EXERCISE GOAL: Write out the data in full, exactly as shown.

[Opening DATA section]

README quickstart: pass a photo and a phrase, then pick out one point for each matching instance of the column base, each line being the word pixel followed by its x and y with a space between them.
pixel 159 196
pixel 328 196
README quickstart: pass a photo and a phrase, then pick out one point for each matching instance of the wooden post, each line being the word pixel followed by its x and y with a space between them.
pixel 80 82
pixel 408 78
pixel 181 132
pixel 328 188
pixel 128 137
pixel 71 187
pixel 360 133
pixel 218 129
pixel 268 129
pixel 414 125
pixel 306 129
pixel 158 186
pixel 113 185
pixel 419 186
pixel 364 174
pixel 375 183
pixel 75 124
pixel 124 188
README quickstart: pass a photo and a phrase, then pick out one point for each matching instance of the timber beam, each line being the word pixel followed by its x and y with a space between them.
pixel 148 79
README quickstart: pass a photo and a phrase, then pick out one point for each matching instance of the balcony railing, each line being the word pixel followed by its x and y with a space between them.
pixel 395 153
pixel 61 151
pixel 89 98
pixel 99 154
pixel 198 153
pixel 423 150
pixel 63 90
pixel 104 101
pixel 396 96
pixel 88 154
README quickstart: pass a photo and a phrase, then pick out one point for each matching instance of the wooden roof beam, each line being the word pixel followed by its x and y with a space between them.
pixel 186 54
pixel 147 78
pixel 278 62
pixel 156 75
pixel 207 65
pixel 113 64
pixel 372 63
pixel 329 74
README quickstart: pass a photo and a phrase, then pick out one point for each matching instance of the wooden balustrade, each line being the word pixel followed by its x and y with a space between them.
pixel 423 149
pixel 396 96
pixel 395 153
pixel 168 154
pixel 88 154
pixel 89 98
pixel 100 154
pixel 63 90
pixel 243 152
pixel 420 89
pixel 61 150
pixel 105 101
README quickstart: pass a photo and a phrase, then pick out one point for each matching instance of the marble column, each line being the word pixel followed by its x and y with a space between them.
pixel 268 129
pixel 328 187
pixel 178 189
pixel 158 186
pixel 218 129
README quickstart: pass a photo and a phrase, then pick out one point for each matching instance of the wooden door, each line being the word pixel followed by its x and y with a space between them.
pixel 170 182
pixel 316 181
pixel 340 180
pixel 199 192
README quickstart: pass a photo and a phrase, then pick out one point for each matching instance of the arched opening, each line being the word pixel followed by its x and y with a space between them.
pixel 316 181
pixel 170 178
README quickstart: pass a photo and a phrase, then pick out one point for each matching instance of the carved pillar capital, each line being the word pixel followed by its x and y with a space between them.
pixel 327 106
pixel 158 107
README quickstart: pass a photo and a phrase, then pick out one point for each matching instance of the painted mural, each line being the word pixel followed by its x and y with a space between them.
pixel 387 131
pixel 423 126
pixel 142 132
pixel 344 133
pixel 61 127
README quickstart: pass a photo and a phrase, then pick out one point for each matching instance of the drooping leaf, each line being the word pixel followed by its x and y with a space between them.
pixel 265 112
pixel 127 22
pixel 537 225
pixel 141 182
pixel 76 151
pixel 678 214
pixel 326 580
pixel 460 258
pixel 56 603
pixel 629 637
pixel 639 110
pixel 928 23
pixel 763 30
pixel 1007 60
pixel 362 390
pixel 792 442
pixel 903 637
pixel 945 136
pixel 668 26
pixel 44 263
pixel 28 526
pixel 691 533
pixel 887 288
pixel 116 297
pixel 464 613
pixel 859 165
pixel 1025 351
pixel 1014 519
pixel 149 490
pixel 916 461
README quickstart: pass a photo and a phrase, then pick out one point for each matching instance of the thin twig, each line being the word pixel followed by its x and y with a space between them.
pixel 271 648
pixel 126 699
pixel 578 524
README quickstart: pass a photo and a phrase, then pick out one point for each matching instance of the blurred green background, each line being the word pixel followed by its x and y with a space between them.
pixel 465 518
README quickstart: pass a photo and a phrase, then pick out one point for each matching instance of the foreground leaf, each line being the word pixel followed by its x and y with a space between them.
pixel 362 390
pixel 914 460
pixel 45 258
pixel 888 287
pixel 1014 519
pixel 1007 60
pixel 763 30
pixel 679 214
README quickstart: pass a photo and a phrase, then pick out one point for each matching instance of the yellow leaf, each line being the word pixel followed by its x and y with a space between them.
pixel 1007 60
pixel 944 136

[Closing DATA section]

ANSWER BELOW:
README quickstart: pass a photo and a phrase, then pick out one point for each matching instance of the column base, each line being the word pixel followed by its x and y with a space between them.
pixel 159 196
pixel 328 196
README quickstart: pass a photo and a phrase, then pick out one point for each matching instance of the wooden post, each line being the word pixel followed by its x and y with a space between them.
pixel 80 82
pixel 408 78
pixel 181 132
pixel 328 188
pixel 128 137
pixel 71 187
pixel 360 133
pixel 218 129
pixel 268 129
pixel 414 125
pixel 306 129
pixel 158 186
pixel 113 185
pixel 419 186
pixel 364 174
pixel 375 183
pixel 75 124
pixel 124 188
README quickstart: pass a photo and a phrase, then pick out one point for each matching instance of the timber beam, each line being the word pixel followed by its x and y with a space between them.
pixel 148 79
README quickstart: pass a photo and a phrase, then pick out one point for each matching instance of the balcony railing, each line being the word pixel followed by its x and y with a space between them.
pixel 395 153
pixel 61 151
pixel 89 98
pixel 99 154
pixel 198 153
pixel 423 150
pixel 63 90
pixel 104 101
pixel 396 96
pixel 88 154
README quickstart: pass a photo and a phrase, then pick out one point for each matching instance of the wooden roof beam, each line being the word pixel followed by its x and y with a space between them.
pixel 186 54
pixel 147 78
pixel 278 62
pixel 156 75
pixel 207 65
pixel 113 64
pixel 372 63
pixel 329 74
README quickstart: pass a photo and a phrase, then pick out one point for each matching instance of the wooden balustrade, each line being the word pixel followed by its x and y with a space between them.
pixel 423 149
pixel 396 96
pixel 395 153
pixel 168 154
pixel 88 154
pixel 89 98
pixel 100 154
pixel 63 90
pixel 243 152
pixel 420 89
pixel 61 150
pixel 105 101
README quickstart: pass a photo and a phrase, then pick out one point for each matching instance of the marble column, each line being the word pixel followed by its x and y with a space between them.
pixel 268 129
pixel 328 187
pixel 178 189
pixel 158 186
pixel 218 129
README quickstart: pass a photo and a phrase, then pick out one point for each matching instance of the wooden door, each line being the word pixel followed by its x and y with a space between them.
pixel 170 182
pixel 316 181
pixel 340 180
pixel 199 192
README quickstart: pass a photo and a phrase, then pick out one point for each matching instance of the arched opening, each line being the word pixel followed by its x and y with a space between them.
pixel 316 181
pixel 170 178
README quickstart: pass a photo and a phrase, then pick out one point for each matching instance of the carved pillar capital, each line being the word pixel followed by its x and y with a space between them.
pixel 327 106
pixel 158 107
README quickstart: pass a photo and a phrase, then pick out one point for each matching instance of the painted mural, each line being the word pixel followed by its x and y with a space between them.
pixel 387 131
pixel 423 126
pixel 142 132
pixel 344 133
pixel 61 127
README quickstart: pass a photo and a phrase, then pick out one point for each matching instance of the drooping leaf, each line being the word pixel followed by its x and y with a space between them.
pixel 265 112
pixel 127 22
pixel 537 225
pixel 141 182
pixel 76 151
pixel 678 214
pixel 326 580
pixel 460 258
pixel 56 603
pixel 629 637
pixel 639 110
pixel 928 23
pixel 763 30
pixel 1007 60
pixel 362 390
pixel 792 442
pixel 903 637
pixel 945 136
pixel 668 26
pixel 44 263
pixel 28 526
pixel 691 533
pixel 887 288
pixel 116 297
pixel 464 613
pixel 859 165
pixel 1025 351
pixel 1014 519
pixel 149 490
pixel 916 461
README quickstart: pass a photo and a phrase, then pick out one point for each matching instance of the thin twig, each line being the word pixel followed by its x and y with a space between them.
pixel 271 648
pixel 126 699
pixel 578 524
README quickstart: pass a photo and a phrase, then pick out one point for each matching instance of the blurred green background, each line being the word pixel followed by its x and y with a space between them.
pixel 465 518
README quickstart: pass a photo and a phrase, then pick out one point for each matching instance of the foreground leaf, each line being the word pixel followed by its x and y with a space between them.
pixel 362 390
pixel 914 460
pixel 45 258
pixel 888 287
pixel 1014 519
pixel 1007 60
pixel 763 30
pixel 679 214
README quickstart: pass a photo and a phrase, then pick out one point for each matching instance of the yellow leaf, each line being the word pixel followed by its x and y with a space between them.
pixel 1007 60
pixel 944 136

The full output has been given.